- _Data extracts_:
**********

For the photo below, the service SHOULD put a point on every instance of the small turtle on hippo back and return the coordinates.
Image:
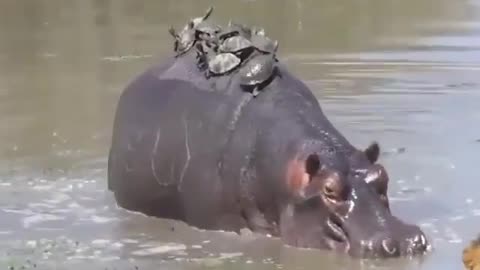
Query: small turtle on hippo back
(264, 44)
(237, 45)
(183, 41)
(257, 71)
(235, 29)
(222, 63)
(207, 31)
(196, 21)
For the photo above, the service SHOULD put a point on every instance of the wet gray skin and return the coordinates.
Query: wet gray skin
(257, 71)
(264, 44)
(350, 214)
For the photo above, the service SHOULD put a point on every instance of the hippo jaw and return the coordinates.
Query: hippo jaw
(347, 213)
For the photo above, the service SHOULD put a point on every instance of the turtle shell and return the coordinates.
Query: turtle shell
(207, 28)
(196, 21)
(223, 63)
(235, 44)
(265, 44)
(258, 70)
(234, 29)
(183, 41)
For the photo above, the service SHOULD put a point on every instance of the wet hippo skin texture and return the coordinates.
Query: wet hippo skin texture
(207, 153)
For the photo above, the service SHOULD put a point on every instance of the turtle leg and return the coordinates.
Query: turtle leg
(255, 91)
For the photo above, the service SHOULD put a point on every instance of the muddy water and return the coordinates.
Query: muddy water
(404, 73)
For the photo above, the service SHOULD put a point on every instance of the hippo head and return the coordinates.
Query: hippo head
(347, 212)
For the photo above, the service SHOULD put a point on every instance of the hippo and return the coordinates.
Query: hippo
(206, 151)
(471, 254)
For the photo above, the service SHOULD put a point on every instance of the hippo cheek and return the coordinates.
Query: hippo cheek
(383, 236)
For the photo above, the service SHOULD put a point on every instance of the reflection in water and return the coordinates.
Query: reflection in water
(400, 72)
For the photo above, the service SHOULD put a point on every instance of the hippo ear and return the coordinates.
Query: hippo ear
(312, 164)
(372, 152)
(300, 174)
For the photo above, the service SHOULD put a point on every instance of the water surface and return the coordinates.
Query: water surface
(403, 73)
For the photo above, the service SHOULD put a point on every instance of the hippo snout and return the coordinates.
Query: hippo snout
(385, 245)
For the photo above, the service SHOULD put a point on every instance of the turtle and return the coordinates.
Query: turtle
(196, 21)
(183, 41)
(234, 29)
(237, 45)
(222, 63)
(206, 30)
(257, 71)
(264, 44)
(258, 31)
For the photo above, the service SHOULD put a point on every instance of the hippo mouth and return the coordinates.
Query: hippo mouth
(337, 237)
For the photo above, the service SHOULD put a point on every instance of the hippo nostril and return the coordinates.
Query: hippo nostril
(389, 246)
(419, 243)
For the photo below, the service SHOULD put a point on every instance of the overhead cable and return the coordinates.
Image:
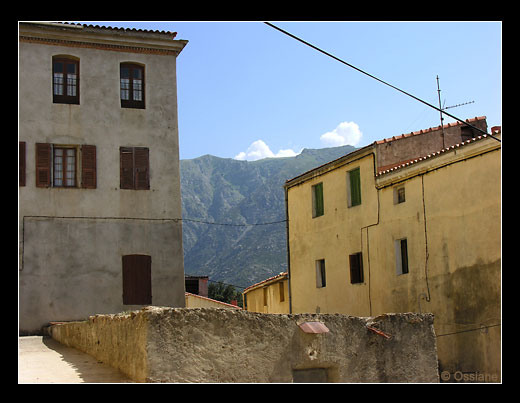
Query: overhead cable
(378, 79)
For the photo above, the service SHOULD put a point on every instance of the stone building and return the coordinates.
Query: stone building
(99, 194)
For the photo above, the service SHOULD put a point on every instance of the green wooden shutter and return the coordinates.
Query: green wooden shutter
(355, 187)
(88, 167)
(318, 198)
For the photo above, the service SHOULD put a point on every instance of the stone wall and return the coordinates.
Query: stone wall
(224, 345)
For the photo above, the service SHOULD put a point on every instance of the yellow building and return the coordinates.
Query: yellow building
(407, 224)
(199, 301)
(268, 296)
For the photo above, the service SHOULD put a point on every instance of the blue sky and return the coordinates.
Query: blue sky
(247, 91)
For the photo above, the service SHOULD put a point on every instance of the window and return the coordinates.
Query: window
(132, 85)
(356, 268)
(320, 273)
(354, 187)
(64, 167)
(65, 80)
(401, 256)
(21, 163)
(399, 195)
(137, 280)
(134, 168)
(310, 375)
(317, 200)
(466, 133)
(57, 165)
(282, 292)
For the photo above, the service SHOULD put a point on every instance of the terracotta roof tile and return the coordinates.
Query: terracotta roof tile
(403, 164)
(431, 129)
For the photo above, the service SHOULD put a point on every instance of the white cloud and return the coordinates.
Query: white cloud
(258, 150)
(345, 133)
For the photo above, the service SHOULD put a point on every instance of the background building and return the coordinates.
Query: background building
(99, 193)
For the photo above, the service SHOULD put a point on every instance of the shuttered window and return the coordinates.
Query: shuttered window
(137, 279)
(317, 200)
(134, 168)
(356, 268)
(354, 187)
(131, 85)
(21, 163)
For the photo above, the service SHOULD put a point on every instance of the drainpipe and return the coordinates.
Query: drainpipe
(368, 226)
(288, 248)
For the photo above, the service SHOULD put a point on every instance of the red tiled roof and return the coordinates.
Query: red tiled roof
(135, 30)
(280, 275)
(403, 164)
(431, 129)
(212, 300)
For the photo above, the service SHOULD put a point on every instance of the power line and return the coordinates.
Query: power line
(378, 79)
(232, 225)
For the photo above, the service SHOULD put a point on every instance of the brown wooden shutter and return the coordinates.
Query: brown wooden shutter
(21, 161)
(43, 164)
(141, 168)
(126, 157)
(88, 167)
(137, 280)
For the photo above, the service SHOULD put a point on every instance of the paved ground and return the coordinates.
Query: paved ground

**********

- _Exercise details_: Reproduce exactly every line between the line with "ground and return the coordinates." and the last line of the records above, both included.

- _Exercise result_:
For the photo above, the service SHOULD put a point on every instance of the paved ground and return the coordinates.
Query: paved ground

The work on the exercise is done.